REQUIRED WORK → Transcribe word for word the lines spanning the line with "Category: snow on" through the end of the records.
[INPUT RECORDS — start]
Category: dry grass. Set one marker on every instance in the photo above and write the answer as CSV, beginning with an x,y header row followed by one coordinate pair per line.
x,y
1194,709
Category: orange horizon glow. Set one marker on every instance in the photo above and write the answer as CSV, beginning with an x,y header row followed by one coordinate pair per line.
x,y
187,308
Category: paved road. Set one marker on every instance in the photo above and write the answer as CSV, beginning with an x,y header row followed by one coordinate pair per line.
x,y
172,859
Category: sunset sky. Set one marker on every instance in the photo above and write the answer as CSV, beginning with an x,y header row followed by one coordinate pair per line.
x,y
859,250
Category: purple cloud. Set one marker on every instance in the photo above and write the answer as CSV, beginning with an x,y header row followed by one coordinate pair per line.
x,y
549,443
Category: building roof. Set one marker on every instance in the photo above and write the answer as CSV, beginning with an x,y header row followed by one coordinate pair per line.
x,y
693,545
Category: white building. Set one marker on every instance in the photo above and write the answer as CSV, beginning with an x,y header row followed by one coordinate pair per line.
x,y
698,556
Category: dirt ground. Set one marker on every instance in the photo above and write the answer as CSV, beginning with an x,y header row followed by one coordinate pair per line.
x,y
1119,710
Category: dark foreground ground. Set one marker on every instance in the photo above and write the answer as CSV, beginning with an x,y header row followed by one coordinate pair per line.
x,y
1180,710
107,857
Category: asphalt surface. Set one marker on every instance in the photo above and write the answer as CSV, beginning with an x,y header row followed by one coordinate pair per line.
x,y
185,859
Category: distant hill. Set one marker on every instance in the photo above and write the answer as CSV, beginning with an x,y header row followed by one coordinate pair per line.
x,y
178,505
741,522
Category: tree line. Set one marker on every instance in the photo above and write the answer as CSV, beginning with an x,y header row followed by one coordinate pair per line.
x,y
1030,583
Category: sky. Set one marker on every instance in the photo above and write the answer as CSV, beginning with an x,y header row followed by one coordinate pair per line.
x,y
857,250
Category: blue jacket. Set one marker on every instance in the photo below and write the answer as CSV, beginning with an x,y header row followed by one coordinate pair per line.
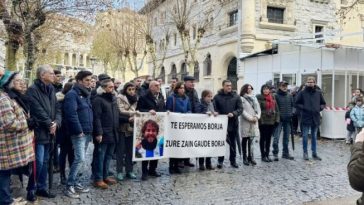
x,y
178,104
78,111
357,116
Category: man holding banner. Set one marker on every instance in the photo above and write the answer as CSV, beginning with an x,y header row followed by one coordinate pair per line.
x,y
151,102
227,102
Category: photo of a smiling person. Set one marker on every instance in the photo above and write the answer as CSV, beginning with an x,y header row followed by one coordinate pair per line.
x,y
149,146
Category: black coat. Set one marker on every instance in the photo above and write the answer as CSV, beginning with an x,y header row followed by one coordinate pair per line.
x,y
195,102
285,105
148,102
225,103
106,116
311,102
44,109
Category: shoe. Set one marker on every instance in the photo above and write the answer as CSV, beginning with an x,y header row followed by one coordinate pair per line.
x,y
209,167
81,189
120,176
316,157
234,165
275,157
110,181
288,156
144,177
44,193
101,185
189,164
63,179
245,161
269,159
264,159
181,165
252,161
154,174
71,192
305,156
130,175
31,196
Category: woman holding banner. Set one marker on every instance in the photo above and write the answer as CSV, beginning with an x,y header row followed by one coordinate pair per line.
x,y
249,122
268,121
207,107
177,102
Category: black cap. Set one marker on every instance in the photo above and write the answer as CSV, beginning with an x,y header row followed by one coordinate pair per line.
x,y
283,83
187,78
103,76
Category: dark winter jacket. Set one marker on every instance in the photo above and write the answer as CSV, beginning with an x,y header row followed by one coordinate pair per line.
x,y
44,109
265,117
106,116
350,127
285,105
205,107
176,103
195,102
78,111
356,168
311,102
143,89
148,102
226,103
58,87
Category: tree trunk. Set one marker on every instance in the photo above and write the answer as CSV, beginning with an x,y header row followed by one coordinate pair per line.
x,y
11,50
29,53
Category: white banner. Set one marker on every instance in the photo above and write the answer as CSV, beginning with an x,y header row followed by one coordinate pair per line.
x,y
195,135
176,135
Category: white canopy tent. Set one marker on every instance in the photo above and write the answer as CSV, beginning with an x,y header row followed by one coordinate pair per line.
x,y
339,70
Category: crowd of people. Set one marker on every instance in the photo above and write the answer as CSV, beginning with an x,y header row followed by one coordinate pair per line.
x,y
55,122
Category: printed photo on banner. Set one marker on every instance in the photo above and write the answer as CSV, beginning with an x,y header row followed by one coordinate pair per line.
x,y
148,137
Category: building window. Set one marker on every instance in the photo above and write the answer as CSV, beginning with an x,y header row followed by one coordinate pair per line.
x,y
275,15
318,33
175,39
183,71
196,71
207,65
233,18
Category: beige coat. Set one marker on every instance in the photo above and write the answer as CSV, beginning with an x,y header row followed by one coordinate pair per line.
x,y
127,110
249,128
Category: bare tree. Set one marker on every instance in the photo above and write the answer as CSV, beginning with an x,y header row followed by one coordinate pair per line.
x,y
27,16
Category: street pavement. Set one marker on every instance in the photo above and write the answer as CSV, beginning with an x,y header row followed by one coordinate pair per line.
x,y
284,182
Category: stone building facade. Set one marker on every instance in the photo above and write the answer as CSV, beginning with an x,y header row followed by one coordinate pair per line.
x,y
240,28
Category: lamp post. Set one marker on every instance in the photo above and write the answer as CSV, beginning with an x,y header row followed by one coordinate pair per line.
x,y
93,62
362,23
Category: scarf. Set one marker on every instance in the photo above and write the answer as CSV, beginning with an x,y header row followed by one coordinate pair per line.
x,y
149,146
250,99
269,103
131,99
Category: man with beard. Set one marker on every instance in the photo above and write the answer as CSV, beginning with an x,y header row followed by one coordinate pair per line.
x,y
79,118
311,102
152,102
227,102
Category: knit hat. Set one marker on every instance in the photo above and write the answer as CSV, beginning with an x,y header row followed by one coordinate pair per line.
x,y
103,76
7,78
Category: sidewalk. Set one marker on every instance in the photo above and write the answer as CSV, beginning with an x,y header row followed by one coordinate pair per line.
x,y
339,201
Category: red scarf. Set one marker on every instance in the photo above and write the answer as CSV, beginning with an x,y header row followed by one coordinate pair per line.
x,y
269,103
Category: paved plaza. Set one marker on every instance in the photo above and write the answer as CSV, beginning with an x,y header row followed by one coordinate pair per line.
x,y
284,182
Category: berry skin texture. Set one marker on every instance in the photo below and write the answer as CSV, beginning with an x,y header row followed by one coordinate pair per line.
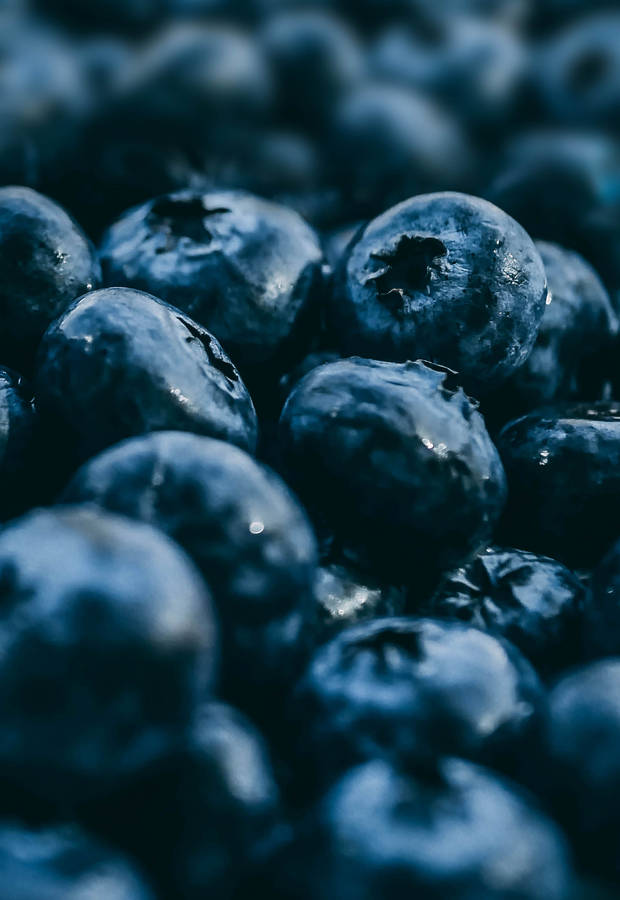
x,y
241,526
46,261
398,461
58,863
581,768
243,267
446,277
108,640
410,690
120,362
563,466
532,601
198,816
458,832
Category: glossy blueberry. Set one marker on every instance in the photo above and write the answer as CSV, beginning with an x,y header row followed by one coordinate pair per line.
x,y
197,818
577,329
563,469
55,864
460,833
564,187
120,363
243,529
581,770
580,72
446,277
108,642
533,601
397,460
19,442
344,597
387,142
315,59
410,689
602,612
45,263
245,268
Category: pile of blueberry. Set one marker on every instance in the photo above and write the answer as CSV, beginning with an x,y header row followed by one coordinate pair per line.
x,y
309,450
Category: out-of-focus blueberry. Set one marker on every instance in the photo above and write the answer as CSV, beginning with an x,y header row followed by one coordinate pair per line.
x,y
580,72
199,816
55,864
533,601
120,363
245,268
410,690
243,529
397,460
45,263
315,58
446,277
108,643
388,142
459,832
581,772
563,469
344,597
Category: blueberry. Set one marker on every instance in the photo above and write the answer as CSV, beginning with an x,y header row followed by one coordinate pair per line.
x,y
397,460
315,59
45,263
245,268
345,597
387,142
602,612
563,469
447,277
580,78
461,833
474,65
533,601
581,773
55,864
243,529
409,690
563,187
576,331
200,815
19,440
108,642
120,363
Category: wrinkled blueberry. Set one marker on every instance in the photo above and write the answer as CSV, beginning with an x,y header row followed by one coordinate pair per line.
x,y
446,277
243,529
578,326
245,268
533,601
396,459
120,362
386,143
581,772
410,689
55,864
345,597
45,263
460,833
563,470
108,642
198,817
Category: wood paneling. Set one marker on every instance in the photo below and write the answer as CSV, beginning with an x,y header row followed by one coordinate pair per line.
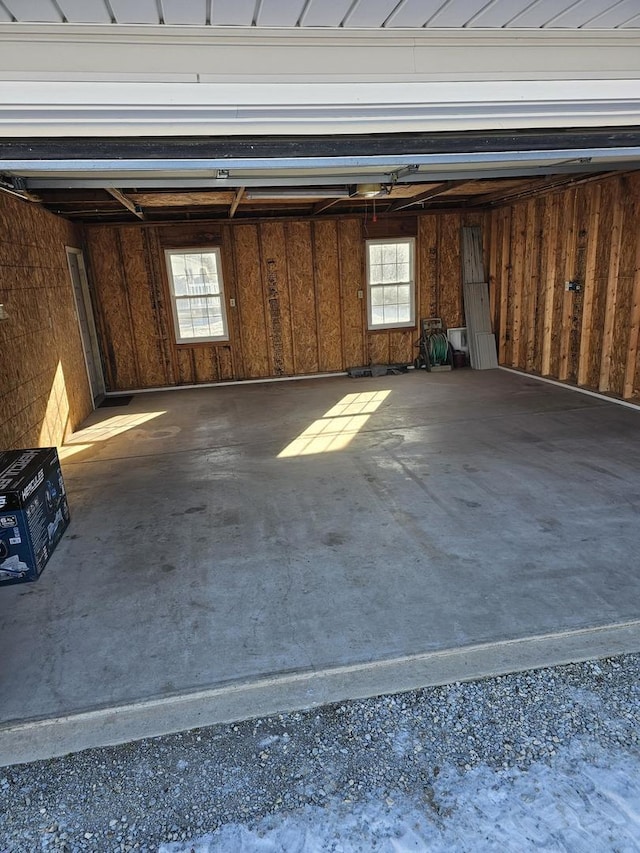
x,y
326,270
296,288
304,321
44,391
589,235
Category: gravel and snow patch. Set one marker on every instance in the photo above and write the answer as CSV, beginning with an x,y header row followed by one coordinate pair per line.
x,y
547,760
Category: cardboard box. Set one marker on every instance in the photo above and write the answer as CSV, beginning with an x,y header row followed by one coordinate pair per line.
x,y
33,512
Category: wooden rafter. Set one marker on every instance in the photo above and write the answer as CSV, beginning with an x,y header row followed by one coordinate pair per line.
x,y
425,196
538,185
324,204
236,201
126,202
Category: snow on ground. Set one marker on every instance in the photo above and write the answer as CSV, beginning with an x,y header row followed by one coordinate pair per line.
x,y
585,799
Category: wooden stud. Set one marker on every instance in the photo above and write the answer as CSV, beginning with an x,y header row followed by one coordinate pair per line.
x,y
236,201
611,293
589,285
569,238
631,388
[INPUT RECORDS — finish]
SOLUTION FOR THIS PROBLEM →
Category: snow on ground. Set one marker on every instance in the photo above and write the answer as CSV, beginning with an x,y header row followed by one coordinate pair per line.
x,y
585,799
Category: wooden stud. Set one marker on every instance in the photo above and write the answer as CSV, beginning with an x,y header row followed by one coordinate pair per line.
x,y
236,201
611,293
589,285
569,238
631,388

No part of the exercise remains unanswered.